Point-based annotation data
--------------------------------
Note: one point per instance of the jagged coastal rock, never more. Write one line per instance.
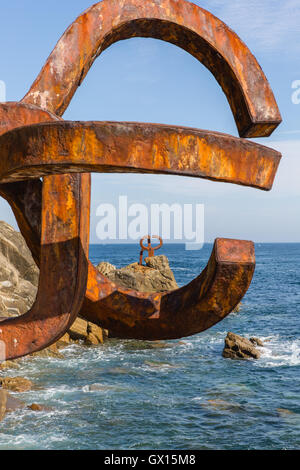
(237, 347)
(156, 276)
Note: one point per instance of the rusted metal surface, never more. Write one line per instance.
(112, 147)
(53, 214)
(194, 308)
(149, 248)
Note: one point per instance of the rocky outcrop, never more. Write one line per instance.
(156, 276)
(237, 347)
(19, 274)
(15, 384)
(9, 403)
(19, 277)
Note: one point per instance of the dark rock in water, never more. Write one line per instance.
(156, 276)
(3, 401)
(16, 384)
(237, 347)
(8, 403)
(38, 408)
(257, 341)
(19, 277)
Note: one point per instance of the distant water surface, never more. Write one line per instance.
(126, 395)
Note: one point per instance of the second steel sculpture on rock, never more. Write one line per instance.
(53, 214)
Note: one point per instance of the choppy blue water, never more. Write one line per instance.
(185, 396)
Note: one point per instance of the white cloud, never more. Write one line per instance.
(273, 25)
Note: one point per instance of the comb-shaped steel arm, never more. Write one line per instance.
(63, 274)
(207, 300)
(111, 147)
(178, 22)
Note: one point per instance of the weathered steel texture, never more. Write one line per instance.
(196, 307)
(65, 147)
(176, 21)
(53, 215)
(149, 248)
(63, 275)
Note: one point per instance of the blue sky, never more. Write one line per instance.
(152, 81)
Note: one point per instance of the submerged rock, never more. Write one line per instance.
(19, 274)
(237, 347)
(257, 341)
(16, 384)
(8, 403)
(19, 277)
(156, 276)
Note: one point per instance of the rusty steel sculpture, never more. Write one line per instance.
(53, 213)
(149, 248)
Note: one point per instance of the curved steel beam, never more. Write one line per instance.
(192, 309)
(63, 275)
(179, 22)
(65, 147)
(176, 21)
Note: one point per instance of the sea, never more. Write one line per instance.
(185, 395)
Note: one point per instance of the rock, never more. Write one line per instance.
(8, 403)
(51, 351)
(156, 276)
(283, 411)
(91, 334)
(257, 341)
(237, 308)
(38, 408)
(106, 268)
(237, 347)
(13, 404)
(19, 274)
(16, 384)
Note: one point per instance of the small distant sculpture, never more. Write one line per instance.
(151, 249)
--------------------------------
Reproduce every line precisely as given, omitting all pictures.

Note: one point per instance of the jagged coastal rock, never more. Write one line per instance.
(237, 347)
(156, 276)
Note: one point per instance of the rusted metal surface, never more. Write one line per instance.
(112, 147)
(53, 214)
(194, 308)
(149, 248)
Note: one point per instance of the rocky outcrop, never more. Write one line per instance.
(156, 276)
(237, 347)
(19, 274)
(15, 384)
(9, 403)
(19, 277)
Note: one point per instance of the dark rock in water, never more. Write one line per instance.
(156, 276)
(3, 401)
(16, 384)
(237, 347)
(8, 403)
(38, 408)
(257, 341)
(19, 277)
Note: one point per instance of the distant water surface, never more. Write one line per instance.
(126, 395)
Note: one point per instance of the second steel sculpture on rock, never more. Write one line per instance.
(53, 214)
Note: one point per instance of the choppy blue water, never more. Write one line per instance.
(185, 396)
Note: one point per instance of the white cloud, never more. Write one line per instance.
(273, 25)
Note: one point per instance of the comb-shaped steel arm, never more. Write one line per instance.
(63, 274)
(207, 300)
(111, 147)
(178, 22)
Note: one point per instance of the weathered steel texture, never more. Write one line per instance.
(196, 307)
(65, 147)
(176, 21)
(53, 215)
(149, 248)
(63, 275)
Note: one point per instance of the blue sky, never more. Write one line per instance.
(152, 81)
Note: one point per instance of the submerged rock, never more. Write one line per instance.
(19, 274)
(237, 347)
(257, 341)
(16, 384)
(8, 403)
(19, 277)
(156, 276)
Note: one point per instance of the rusty steel sculpture, never more. Write one line per instance.
(53, 213)
(149, 248)
Note: one point per instance of the curved steel beam, never more. Write one line per instance.
(192, 309)
(63, 275)
(179, 22)
(65, 147)
(176, 21)
Note: one point per instance of the sea, never more. Write one line per instance.
(185, 395)
Note: one point per instance of the rock, never more. Write one line per instance.
(8, 403)
(51, 351)
(156, 276)
(283, 411)
(91, 334)
(257, 341)
(237, 308)
(38, 408)
(106, 268)
(237, 347)
(13, 404)
(19, 274)
(16, 384)
Note: one point per instance of the small distant sculpture, never more. Write one line per instance.
(151, 249)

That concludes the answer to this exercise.